_Instructions_
A. In the passage on domestic asset protection trusts, what does the United States Constitution require all states to do?
B. List every step the passage on domestic asset protection trusts gives as a way to minimize connections between Texas and the trust.
C. Write the next part of the passage on domestic asset protection trusts.

Jurisdiction. If the courts of the state in which the grantor lives can get jurisdiction over the trust, it will probably do so. In our example, even though the trust is administered in Nevada, Texas courts will try to enforce judgments brought by Texas creditors if the Texas courts can get jurisdiction over the trust. For example, even if the trust is nominally a Nevada trust, if the funds are held in a financial institution in Texas or the trustee lives in Texas, those factors may allow the Texas court to establish jurisdiction over the trustee or the trust assets.
It is therefore best strategy to minimize, to the extent practical, all connections between Texas and the trust. The assets can, for example, he held in a Nevada bank without a Texas branch. The trustee can be a financial institution in Nevada. It is even common to create a business entity, such as an LLC, in the DAPT state that will hold the trust assets. The more steps that are taken in this regard, the more difficult it will be for the courts in the non-DAPT state to assert jurisdiction over the trust assets.
Full Faith and Credit. The United States Constitution requires all states to give “full faith and credit” to the judgments of other states. This seemingly presents a challenge for grantors living in non-DAPT states who want to employ this strategy. In our example, creditors of the grantor may bring an action in Texas and get a judgment in Texas and then bring an action to enforce the judgment in Nevada, seeking to attach the Nevada trust assets.
Still, if the trust is established properly, this should not be an overwhelming concern. While the Nevada court must enforce judgments rendered by the Texas court, assuming the trust is properly set up, the courts of both states will not have authority over the same party. Texas will have personal jurisdiction over the grantor, but no jurisdiction over the trust. Nevada has jurisdiction over the trust, but not over the grantor. Therefore, the Texas judgment against the grantor is meaningless against the trust and the creditors will not be able to get a Texas judgment against the trust, because it has no sufficient nexus to Texas. This illustrates the practical power of separating the grantor from the trust from a legal perspective.

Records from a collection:
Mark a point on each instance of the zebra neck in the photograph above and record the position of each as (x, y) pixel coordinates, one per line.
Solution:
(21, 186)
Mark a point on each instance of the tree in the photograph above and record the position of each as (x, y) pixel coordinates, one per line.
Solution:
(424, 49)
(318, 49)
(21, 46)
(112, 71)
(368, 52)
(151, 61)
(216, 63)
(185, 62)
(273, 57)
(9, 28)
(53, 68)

_Task-by-task answers_
A. It requires all states to give "full faith and credit" to the judgments of other states.

B.
- Hold the assets in a Nevada bank without a Texas branch.
- Make the trustee a financial institution in Nevada.
- Create a business entity, such as an LLC, in the DAPT state to hold the trust assets.

C.
Choice of Law. A domestic asset protection trust established in a state like Nevada is worthless unless the Nevada courts will apply the Nevada law, rather than, for example, Texas law. It is therefore important that the trust contain a “choice of law” provision, expressly stating that the laws of the DAPT state apply. Otherwise, if the grantor and the beneficiaries all live in Texas, even a Nevada court might determine the Texas law should apply, since Texas contains the greatest nexus to the parties that are relevant to the trust.
Even with the choice of law provision requiring that the trust follow Nevada law, for example, the inquiry is not over. The Second Restatement of Conflicts of Laws provides that a trust may choose the laws under which it is governed, if the state whose laws are chosen “has a substantial relation to the trust and that the application of its law does not violate a strong public policy of the state with which… the trust has its most significant relationship.” In other words, the trust must have a substantial relationship with the chosen state and the public policy of another state cannot be violated.
To establish a strong enough nexus with the DAPT-state to ensure a substantial relationship, the same steps we discussed earlier should suffice. For example, if the Nevada trust is managed by a Nevada bank as trustee and the trust assets are kept in a financial institution in Nevada, there’s little doubt that Nevada has a substantial relationship with the trust. Moreover, it would be difficult to argue that Texas public policy is violated if Nevada law applies to a Nevada trust, managed by a Nevada entity in a Nevada financial institution. The same steps that protected the trust under the other inquiries should suffice to satisfy this one.